> _THE REQUEST_:
Edit the material below so that each occurrence of "disc" becomes "circle". Leave everything else unchanged.

Coordinate annotation entries:
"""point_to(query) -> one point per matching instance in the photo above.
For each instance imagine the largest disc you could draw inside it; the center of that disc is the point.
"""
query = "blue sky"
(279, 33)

> _RESPONSE FOR THIS EXERCISE_:
"""point_to(query) -> one point per matching instance in the photo above.
For each instance imagine the largest circle you could draw inside it; the center of that circle is the point.
"""
query = "blue sky"
(279, 33)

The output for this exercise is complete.